Information provided ->
- - -

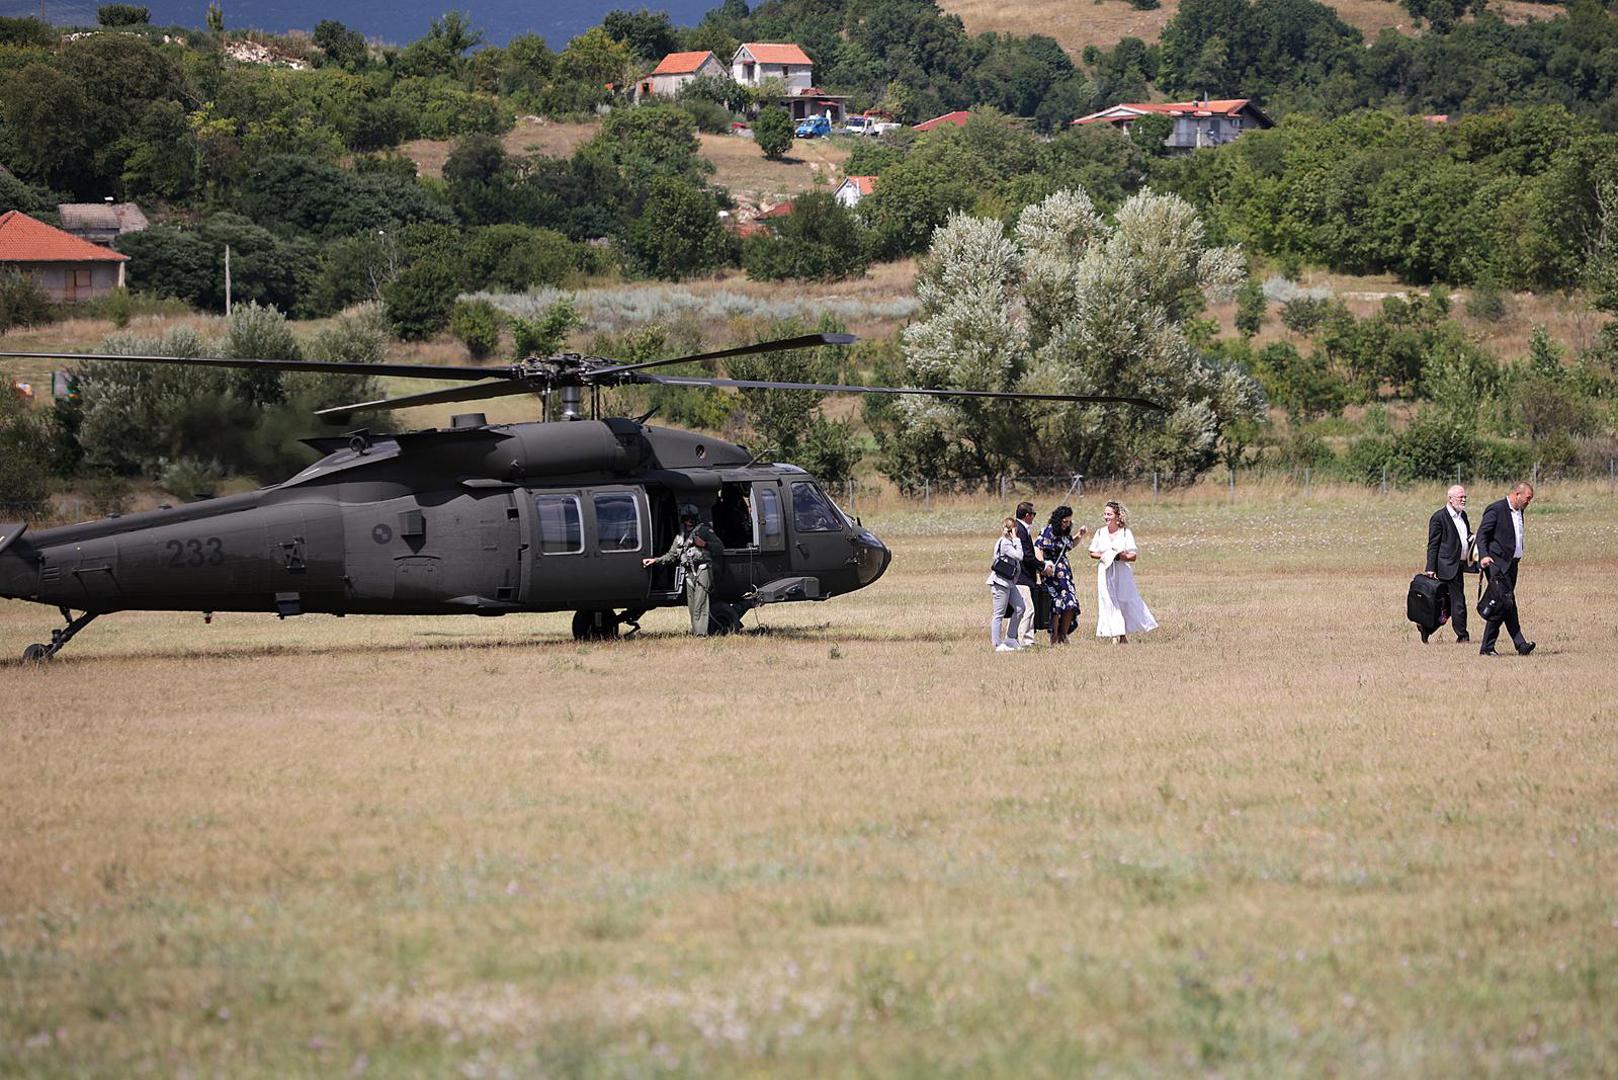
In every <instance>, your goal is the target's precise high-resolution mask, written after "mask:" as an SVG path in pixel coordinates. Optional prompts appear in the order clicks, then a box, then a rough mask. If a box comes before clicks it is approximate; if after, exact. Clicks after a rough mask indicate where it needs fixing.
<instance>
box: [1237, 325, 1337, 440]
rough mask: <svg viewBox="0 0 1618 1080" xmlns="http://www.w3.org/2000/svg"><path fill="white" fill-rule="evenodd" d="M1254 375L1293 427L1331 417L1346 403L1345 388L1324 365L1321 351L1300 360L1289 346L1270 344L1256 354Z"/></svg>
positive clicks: (1314, 351) (1321, 351)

- - -

Problem to work on -> Reproduce the lines of the records above verbatim, omitting the pictures from your answer.

Worked solution ->
In every <instance>, your goal is the target's precise high-resolution mask, written after "mask:" as an SVG path in pixel coordinates. Optional prompts appear in the order clicks, then a box, then a rough mask. If a box comes before clicks it is approximate; if after, exact. Clicks after a rough mask indicate where it needs fixing.
<instance>
box: [1237, 325, 1337, 440]
rough mask: <svg viewBox="0 0 1618 1080" xmlns="http://www.w3.org/2000/svg"><path fill="white" fill-rule="evenodd" d="M1254 375L1293 427L1331 417L1346 403L1345 388L1324 365L1321 351L1300 360L1289 346L1270 344L1256 354Z"/></svg>
positive clicks: (1314, 351) (1321, 351)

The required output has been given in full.